Every entry gets copied exactly. No images go into the copy.

# # # # #

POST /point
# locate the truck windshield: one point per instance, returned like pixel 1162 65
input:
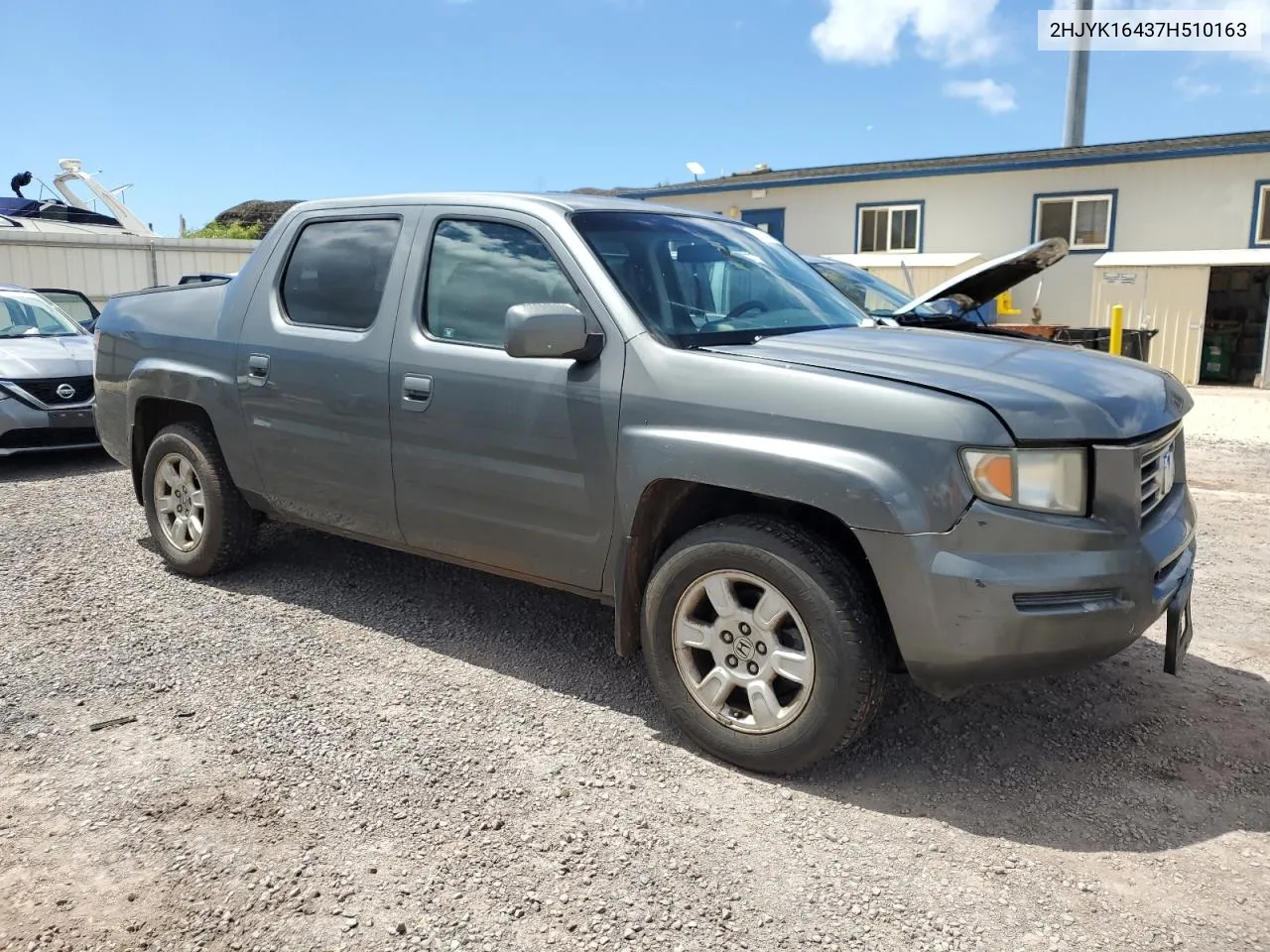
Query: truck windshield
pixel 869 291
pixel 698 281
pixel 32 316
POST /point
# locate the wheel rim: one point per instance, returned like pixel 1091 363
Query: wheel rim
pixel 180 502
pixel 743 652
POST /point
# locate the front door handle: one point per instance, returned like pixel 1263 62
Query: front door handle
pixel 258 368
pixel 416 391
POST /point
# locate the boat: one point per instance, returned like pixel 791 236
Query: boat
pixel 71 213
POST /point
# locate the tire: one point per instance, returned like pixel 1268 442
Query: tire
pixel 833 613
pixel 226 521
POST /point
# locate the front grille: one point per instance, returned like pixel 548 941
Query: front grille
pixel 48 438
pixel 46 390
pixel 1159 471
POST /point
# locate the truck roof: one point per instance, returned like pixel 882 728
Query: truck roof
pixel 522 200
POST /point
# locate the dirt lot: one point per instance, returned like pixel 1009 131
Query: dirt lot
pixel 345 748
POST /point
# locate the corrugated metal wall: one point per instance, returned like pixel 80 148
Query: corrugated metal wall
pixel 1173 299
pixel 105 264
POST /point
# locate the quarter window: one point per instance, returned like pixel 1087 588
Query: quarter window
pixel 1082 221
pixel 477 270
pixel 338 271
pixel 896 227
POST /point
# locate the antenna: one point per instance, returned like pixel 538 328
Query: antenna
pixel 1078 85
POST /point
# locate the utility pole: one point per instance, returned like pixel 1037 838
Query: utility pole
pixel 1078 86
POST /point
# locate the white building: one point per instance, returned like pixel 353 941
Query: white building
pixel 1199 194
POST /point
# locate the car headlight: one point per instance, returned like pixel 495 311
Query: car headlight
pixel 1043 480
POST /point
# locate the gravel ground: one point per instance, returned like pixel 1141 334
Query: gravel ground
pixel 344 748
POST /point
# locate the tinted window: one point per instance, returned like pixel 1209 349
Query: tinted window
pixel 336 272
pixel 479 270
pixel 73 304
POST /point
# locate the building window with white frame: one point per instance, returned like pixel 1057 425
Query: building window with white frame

# # # # #

**Exercise answer**
POST /point
# locate the truck windshield: one point per instance, returned like pixel 1162 65
input:
Query: truck windshield
pixel 869 291
pixel 698 281
pixel 32 316
POST /point
# locate the wheel rim: one point per instance, returned like pixel 1091 363
Query: wheel rim
pixel 180 502
pixel 743 652
POST /point
# locate the front door handle: one point per instance, returned like pixel 1263 62
Query: front door handle
pixel 258 368
pixel 416 391
POST /point
# locate the boat: one point per instance, returned like pixel 791 236
Query: boat
pixel 71 213
POST /point
# locate the tire: one point per instance, returned like pixel 1268 442
Query: tire
pixel 833 613
pixel 226 521
POST /point
# locate the front grille: one point per instance, returned like pixel 548 941
Query: front grille
pixel 48 438
pixel 46 390
pixel 1159 471
POST /point
# locate the truck roof: one point per instance, returned like pixel 882 728
Query: truck roof
pixel 522 200
POST /point
# locate the dirt lot: one point per instance, returned like pixel 1009 131
Query: dirt lot
pixel 345 748
POST /point
# locate the corrugated metal wall: one point per instance, returned like pixel 80 148
Query: corrugated metal wall
pixel 1173 299
pixel 105 264
POST /point
# locate the quarter window: one point per instance, returned like pixel 1087 588
Query: quarter window
pixel 1082 221
pixel 477 270
pixel 338 271
pixel 896 227
POST /point
# locate the antenna: one point per instance, returned like pixel 538 328
Query: antenna
pixel 1078 85
POST /point
# locate the utility pole: one point per instance, returned like pixel 1037 838
Query: utility pole
pixel 1078 86
POST /point
# locate the white building: one point per instance, returned like pixel 353 941
Query: white building
pixel 1199 194
POST /point
# locate the car headlight: one point per instance, returned like pixel 495 311
Query: car headlight
pixel 1043 480
POST /point
# locate the gravel ground: one point per instance, returned like pixel 1141 334
Query: gravel ground
pixel 344 748
POST /point
# locate the tinted window: one point per instance, returned like pixel 1209 349
Query: tinted window
pixel 336 272
pixel 479 270
pixel 73 304
POST /point
# locate the building window with white frame: one point per instance, returned like pixel 1057 425
Query: building window with white frame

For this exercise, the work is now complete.